→ **Complete the following**:
• a. According to the Belfast Festival excerpt, who sent Alderman the email on 28 October endorsing the apology on behalf of Queen's University Belfast?
• b. Decide whether each statement agrees with the Belfast Festival excerpt, and answer yes or no with the deciding words quoted: (i) The panel discussion took place on 18 October. (ii) Alderman refused the apology. (iii) The Arts Council of Northern Ireland is investigating the events.

THE BELFAST FESTIVAL, 18 OCTOBER 2010
FURTHER STATEMENT BY PROFESSOR GEOFFREY ALDERMAN
The following further statement is issued by Professor Geoffrey Alderman:
On 28 October I received from the Vice-Chancellor of Queen’s University Belfast, Professor Peter Gregson, an email endorsing, on behalf of the University, the “full and unreserved apology” I had received orally from the Director of the Belfast Festival, Mr Graeme Farrow.
I have accepted this apology.
I can confirm that the events that resulted in my being “disinvited” from participation in a panel discussion ["Conflict in the Middle East"] that took place as part of the Belfast Festival on 18 October are being investigated by the Arts Council of Northern Ireland in accordance with their procedures, and I await the outcome of this investigation.
I am grateful for the tremendous support I have received over this matter, especially from the Northern Ireland Friends of Israel, from Professor Lord Bew (of Queen’s University) and from Mr. Nelson McCausland, Northern Ireland’s Minister of Culture.
London 1 November 2010
Per CiF Watch’s post from yesterday: I just got off the phone with Professor Geoffrey Alderman to get his personal reactions to the outrageous snubbing he received from the Director of the Belfast Festival, Mr. Graeme Farrow, who disinvited him from a panel convened to discuss “Conflict in the Middle East.” The discussion was part of the 2010 Belfast Festival (held under the auspices of Queen’s University Belfast). The withdrawal of the invitation, per Alderman, was due solely to objections by the other radical left panelists, Avi Shlaim and Beverly Milton-Edwards.
Professor Alderman - author, co-author and editor of some 15 books, including Modern British Jewry - only had a few minutes to talk, but told me that he clearly intends to pursue the matter further, and is still quite outraged and saddened by the treatment he received. He noted that he’s given a couple of newspaper and radio interviews on the incident, and characterized the Belfast press a quite sympathetic to his cause – as Northern Ireland, for obvious historic reasons, takes issues of censorship, and the stifling of debate, quite seriously. Indeed, their laws (much like in the U.S.) vigorously protect freedom of speech. He also informed me that he met, today, with a “high-level” civil servant within the Northern Ireland Assembly, and that he has reason to believe that a full investigation into the university’s actions may ensue – as Queen’s University receives significant funding from the government.
Alderman also noted how interesting it is that, though the other professors on the panel apparently had veto rights over his appearance, he wasn’t given the same prerogatives over the appearances of Professors Shlaim and Milton-Edwards. Alderman made it clear to me, however, that, even if allowed to object to his co-panelists he wouldn’t have exercised that right – as he believes fully in free and open debate (even with those he has a profound ideological difference with). It is important to note the Shlaim is not only on the far left side of the political spectrum, but is someone who has said (link above):
“Zionism today is the real enemy of the Jews…It is the enemy because it fuels the flames of virulent and sometimes violent anti-Semitism. Israel’s policies are the cause.”

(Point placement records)
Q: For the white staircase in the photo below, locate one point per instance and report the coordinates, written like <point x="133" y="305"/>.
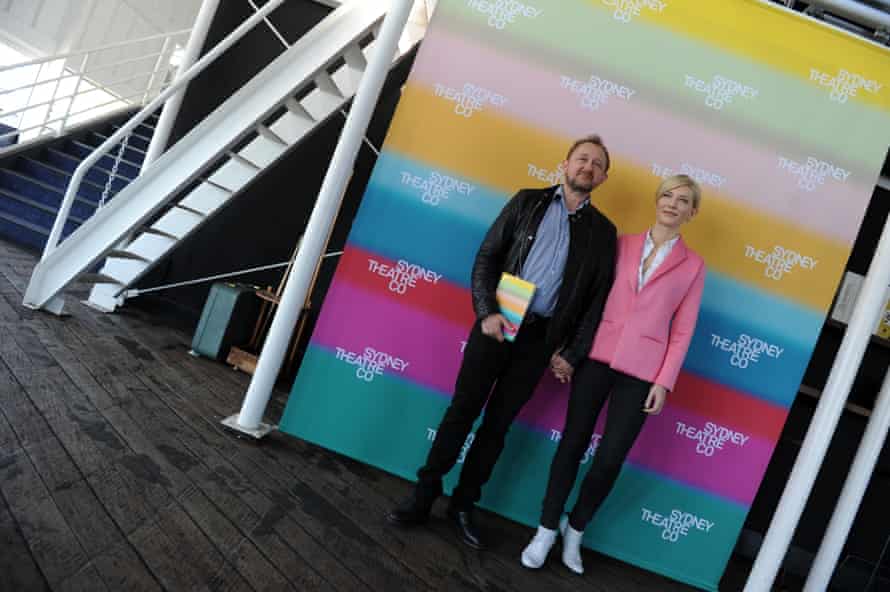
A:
<point x="277" y="109"/>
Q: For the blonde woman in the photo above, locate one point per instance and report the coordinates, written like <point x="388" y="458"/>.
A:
<point x="637" y="353"/>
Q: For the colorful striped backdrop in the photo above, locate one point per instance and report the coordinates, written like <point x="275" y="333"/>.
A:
<point x="785" y="123"/>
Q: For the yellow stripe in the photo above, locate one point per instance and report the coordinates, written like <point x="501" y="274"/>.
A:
<point x="770" y="35"/>
<point x="495" y="151"/>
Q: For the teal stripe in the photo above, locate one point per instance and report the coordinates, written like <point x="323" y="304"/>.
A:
<point x="384" y="423"/>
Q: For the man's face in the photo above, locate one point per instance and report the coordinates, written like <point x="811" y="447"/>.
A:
<point x="585" y="168"/>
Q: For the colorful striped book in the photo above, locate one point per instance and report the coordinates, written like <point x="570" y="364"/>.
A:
<point x="514" y="295"/>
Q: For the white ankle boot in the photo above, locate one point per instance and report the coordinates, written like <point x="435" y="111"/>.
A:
<point x="535" y="554"/>
<point x="571" y="546"/>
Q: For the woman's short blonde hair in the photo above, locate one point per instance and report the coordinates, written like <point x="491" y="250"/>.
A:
<point x="675" y="181"/>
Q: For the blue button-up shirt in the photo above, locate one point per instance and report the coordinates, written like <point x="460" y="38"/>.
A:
<point x="547" y="259"/>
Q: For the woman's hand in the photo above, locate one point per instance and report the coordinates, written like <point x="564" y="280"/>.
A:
<point x="655" y="400"/>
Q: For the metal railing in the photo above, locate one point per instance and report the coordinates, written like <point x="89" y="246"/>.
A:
<point x="71" y="88"/>
<point x="123" y="133"/>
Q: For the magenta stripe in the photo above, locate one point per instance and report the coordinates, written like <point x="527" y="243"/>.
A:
<point x="430" y="345"/>
<point x="656" y="137"/>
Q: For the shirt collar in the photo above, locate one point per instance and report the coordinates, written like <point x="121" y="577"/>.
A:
<point x="669" y="244"/>
<point x="559" y="194"/>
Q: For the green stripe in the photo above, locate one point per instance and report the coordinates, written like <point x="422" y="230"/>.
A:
<point x="384" y="423"/>
<point x="575" y="38"/>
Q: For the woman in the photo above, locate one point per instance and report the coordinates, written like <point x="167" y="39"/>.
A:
<point x="637" y="352"/>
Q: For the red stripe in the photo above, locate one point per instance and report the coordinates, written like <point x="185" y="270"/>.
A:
<point x="443" y="299"/>
<point x="728" y="406"/>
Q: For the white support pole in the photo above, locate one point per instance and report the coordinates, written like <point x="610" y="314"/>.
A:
<point x="851" y="496"/>
<point x="275" y="347"/>
<point x="862" y="323"/>
<point x="189" y="56"/>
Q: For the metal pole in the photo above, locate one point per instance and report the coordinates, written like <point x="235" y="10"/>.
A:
<point x="865" y="315"/>
<point x="857" y="12"/>
<point x="80" y="75"/>
<point x="320" y="222"/>
<point x="851" y="496"/>
<point x="192" y="50"/>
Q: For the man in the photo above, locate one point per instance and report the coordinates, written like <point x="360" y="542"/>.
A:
<point x="557" y="240"/>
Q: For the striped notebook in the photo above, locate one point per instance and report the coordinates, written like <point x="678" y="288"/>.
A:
<point x="513" y="296"/>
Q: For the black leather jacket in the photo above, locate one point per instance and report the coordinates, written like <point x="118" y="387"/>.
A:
<point x="587" y="278"/>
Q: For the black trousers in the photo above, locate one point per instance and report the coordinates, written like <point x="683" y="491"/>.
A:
<point x="592" y="384"/>
<point x="505" y="375"/>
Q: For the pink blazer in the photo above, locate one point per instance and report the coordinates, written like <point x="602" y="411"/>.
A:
<point x="646" y="334"/>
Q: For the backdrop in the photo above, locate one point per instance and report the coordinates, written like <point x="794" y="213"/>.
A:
<point x="782" y="120"/>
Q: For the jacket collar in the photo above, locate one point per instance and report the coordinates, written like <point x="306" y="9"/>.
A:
<point x="677" y="255"/>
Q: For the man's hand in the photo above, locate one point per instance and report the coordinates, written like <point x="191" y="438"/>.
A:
<point x="562" y="370"/>
<point x="655" y="401"/>
<point x="494" y="325"/>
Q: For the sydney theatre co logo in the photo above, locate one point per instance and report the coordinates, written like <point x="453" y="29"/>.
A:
<point x="371" y="363"/>
<point x="780" y="261"/>
<point x="436" y="187"/>
<point x="403" y="276"/>
<point x="712" y="438"/>
<point x="504" y="12"/>
<point x="469" y="99"/>
<point x="813" y="172"/>
<point x="701" y="175"/>
<point x="431" y="435"/>
<point x="720" y="91"/>
<point x="556" y="436"/>
<point x="676" y="524"/>
<point x="746" y="350"/>
<point x="549" y="176"/>
<point x="844" y="84"/>
<point x="626" y="10"/>
<point x="595" y="91"/>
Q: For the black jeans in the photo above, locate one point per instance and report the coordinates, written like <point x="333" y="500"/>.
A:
<point x="592" y="384"/>
<point x="513" y="370"/>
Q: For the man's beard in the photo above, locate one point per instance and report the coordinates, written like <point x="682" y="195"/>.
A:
<point x="576" y="184"/>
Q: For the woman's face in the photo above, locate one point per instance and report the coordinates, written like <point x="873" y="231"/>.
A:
<point x="674" y="207"/>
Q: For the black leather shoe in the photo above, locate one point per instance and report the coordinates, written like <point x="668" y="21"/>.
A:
<point x="413" y="511"/>
<point x="466" y="528"/>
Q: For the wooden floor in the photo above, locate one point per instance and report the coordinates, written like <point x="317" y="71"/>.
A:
<point x="116" y="475"/>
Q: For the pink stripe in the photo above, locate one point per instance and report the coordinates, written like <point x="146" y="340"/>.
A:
<point x="655" y="135"/>
<point x="353" y="319"/>
<point x="734" y="470"/>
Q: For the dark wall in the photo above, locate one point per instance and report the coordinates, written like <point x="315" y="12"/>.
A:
<point x="262" y="225"/>
<point x="244" y="59"/>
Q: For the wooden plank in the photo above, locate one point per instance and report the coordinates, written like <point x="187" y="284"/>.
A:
<point x="122" y="569"/>
<point x="53" y="545"/>
<point x="86" y="580"/>
<point x="233" y="544"/>
<point x="18" y="570"/>
<point x="286" y="544"/>
<point x="87" y="518"/>
<point x="130" y="492"/>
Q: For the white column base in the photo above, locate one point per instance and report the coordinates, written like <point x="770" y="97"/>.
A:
<point x="257" y="433"/>
<point x="102" y="298"/>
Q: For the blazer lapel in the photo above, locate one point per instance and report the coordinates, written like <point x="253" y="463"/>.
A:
<point x="675" y="258"/>
<point x="634" y="254"/>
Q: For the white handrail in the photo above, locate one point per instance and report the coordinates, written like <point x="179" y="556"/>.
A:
<point x="186" y="77"/>
<point x="72" y="54"/>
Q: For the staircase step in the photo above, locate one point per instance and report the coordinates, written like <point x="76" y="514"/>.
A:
<point x="136" y="140"/>
<point x="56" y="177"/>
<point x="132" y="154"/>
<point x="22" y="232"/>
<point x="80" y="151"/>
<point x="96" y="174"/>
<point x="33" y="211"/>
<point x="44" y="193"/>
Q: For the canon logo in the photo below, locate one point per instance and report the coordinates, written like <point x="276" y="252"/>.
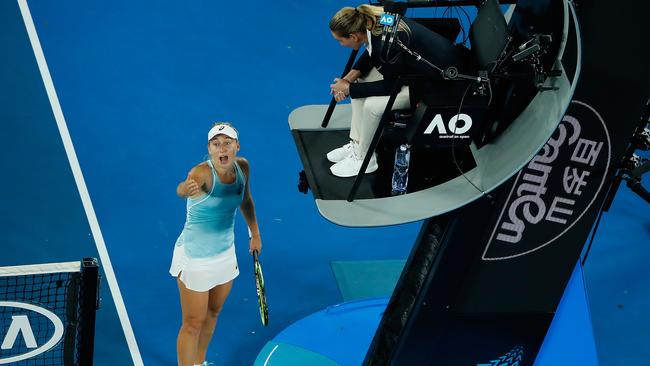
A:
<point x="20" y="325"/>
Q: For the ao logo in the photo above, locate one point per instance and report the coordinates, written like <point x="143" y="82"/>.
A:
<point x="438" y="123"/>
<point x="20" y="324"/>
<point x="387" y="20"/>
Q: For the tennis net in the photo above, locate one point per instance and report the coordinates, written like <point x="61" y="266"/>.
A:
<point x="47" y="313"/>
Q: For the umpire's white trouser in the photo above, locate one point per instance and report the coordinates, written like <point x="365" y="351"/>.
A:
<point x="367" y="112"/>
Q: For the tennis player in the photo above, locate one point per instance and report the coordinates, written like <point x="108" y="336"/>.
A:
<point x="204" y="260"/>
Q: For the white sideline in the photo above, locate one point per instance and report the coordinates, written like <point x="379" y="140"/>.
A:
<point x="81" y="184"/>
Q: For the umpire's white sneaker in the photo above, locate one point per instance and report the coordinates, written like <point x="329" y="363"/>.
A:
<point x="340" y="153"/>
<point x="351" y="165"/>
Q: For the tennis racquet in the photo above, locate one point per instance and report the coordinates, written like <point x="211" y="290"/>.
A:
<point x="261" y="294"/>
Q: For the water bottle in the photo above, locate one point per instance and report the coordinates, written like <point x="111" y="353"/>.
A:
<point x="400" y="171"/>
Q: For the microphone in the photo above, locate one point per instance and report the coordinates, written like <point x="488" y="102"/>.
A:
<point x="389" y="21"/>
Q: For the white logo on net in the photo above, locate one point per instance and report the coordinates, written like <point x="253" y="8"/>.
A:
<point x="20" y="324"/>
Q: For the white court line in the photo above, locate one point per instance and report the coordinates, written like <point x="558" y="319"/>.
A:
<point x="81" y="184"/>
<point x="269" y="356"/>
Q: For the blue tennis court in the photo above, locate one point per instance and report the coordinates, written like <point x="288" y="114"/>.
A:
<point x="105" y="107"/>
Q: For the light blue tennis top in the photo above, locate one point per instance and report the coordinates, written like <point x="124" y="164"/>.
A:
<point x="209" y="227"/>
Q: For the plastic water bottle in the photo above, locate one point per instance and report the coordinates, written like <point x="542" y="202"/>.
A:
<point x="400" y="171"/>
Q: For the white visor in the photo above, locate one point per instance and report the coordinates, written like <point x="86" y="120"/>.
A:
<point x="222" y="130"/>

→ **Solutions to each task**:
• a. Professor Peter Gregson, the Vice-Chancellor of Queen's University Belfast.

• b.
(i) Yes: "that took place as part of the Belfast Festival on 18 October"
(ii) No: "I have accepted this apology."
(iii) Yes: "are being investigated by the Arts Council of Northern Ireland in accordance with their procedures"